**AIM OF THE EXERCISE**
Nothing should differ. Repeat every record as written.

-------- RECORDS PROVIDED

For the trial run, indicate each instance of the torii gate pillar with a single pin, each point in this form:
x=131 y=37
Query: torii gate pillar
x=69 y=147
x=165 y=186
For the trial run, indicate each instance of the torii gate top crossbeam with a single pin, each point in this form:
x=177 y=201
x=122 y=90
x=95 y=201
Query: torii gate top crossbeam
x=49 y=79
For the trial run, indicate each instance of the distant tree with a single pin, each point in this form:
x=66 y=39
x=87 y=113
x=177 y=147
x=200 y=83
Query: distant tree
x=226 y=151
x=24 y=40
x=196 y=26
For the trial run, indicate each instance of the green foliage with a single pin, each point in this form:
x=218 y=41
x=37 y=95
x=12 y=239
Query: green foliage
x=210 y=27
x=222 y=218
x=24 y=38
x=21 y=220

----------------

**SOLUTION**
For the trial run, indicate each instance of the torii gate pillar with a single pin, each point in this form:
x=131 y=37
Query: torii gate pillar
x=69 y=147
x=165 y=186
For the trial run, indicate each instance of the torii gate top crossbeam with a single pin, each point in this form:
x=177 y=201
x=122 y=90
x=95 y=201
Query: torii gate top crossbeam
x=49 y=79
For the trial run, indicate each instance of the distant tree with a single pin, each point in this form:
x=66 y=39
x=87 y=113
x=177 y=147
x=200 y=83
Query: distant tree
x=226 y=151
x=24 y=40
x=196 y=26
For the trial run, indicate each instance of the green foliage with a single pin, each point in this form:
x=218 y=41
x=37 y=95
x=12 y=239
Query: green foliage
x=210 y=27
x=222 y=218
x=24 y=38
x=21 y=220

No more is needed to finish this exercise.